**What the task requires**
Write out every line of the records below, character for character, with no changes.

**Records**
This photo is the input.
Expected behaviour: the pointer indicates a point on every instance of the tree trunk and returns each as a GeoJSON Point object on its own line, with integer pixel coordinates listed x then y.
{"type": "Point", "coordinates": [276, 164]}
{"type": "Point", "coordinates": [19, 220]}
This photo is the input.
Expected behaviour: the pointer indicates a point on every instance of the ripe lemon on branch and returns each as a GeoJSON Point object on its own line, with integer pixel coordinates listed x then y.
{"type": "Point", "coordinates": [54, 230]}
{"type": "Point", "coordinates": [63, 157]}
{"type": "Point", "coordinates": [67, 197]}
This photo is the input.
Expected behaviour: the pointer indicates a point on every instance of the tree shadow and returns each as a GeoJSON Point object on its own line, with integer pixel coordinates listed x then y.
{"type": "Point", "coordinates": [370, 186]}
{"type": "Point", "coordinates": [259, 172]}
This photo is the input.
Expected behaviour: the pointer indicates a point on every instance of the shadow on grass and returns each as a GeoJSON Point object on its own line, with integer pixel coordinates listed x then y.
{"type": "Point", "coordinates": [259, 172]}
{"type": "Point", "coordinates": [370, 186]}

**Solution**
This photo is the input.
Expected behaviour: the pointer indicates a point on every instance of the tree trunk and returns each as a GeoJSON Point object on its own line, with integer pixel coordinates listed x then y.
{"type": "Point", "coordinates": [276, 164]}
{"type": "Point", "coordinates": [19, 220]}
This photo is the input.
Expected behaviour: the pointer indicates a point on every instance of the ripe lemon on branch and returns each as a GeoJSON Point object on its own line, with integer pixel coordinates listed x then y.
{"type": "Point", "coordinates": [54, 230]}
{"type": "Point", "coordinates": [63, 157]}
{"type": "Point", "coordinates": [67, 197]}
This photo is the input.
Expected behaviour: the pointer indicates a point on every instance of the tree shadow and returns each as a GeoJSON Point object on its own line, with integer pixel coordinates listed x then y.
{"type": "Point", "coordinates": [370, 186]}
{"type": "Point", "coordinates": [259, 172]}
This photo is the input.
Expected behaviour: the pointer indicates a point on every instance of the shadow on grass and returns each as a GeoJSON Point object on its own line, with integer pixel coordinates listed x then y.
{"type": "Point", "coordinates": [259, 172]}
{"type": "Point", "coordinates": [370, 186]}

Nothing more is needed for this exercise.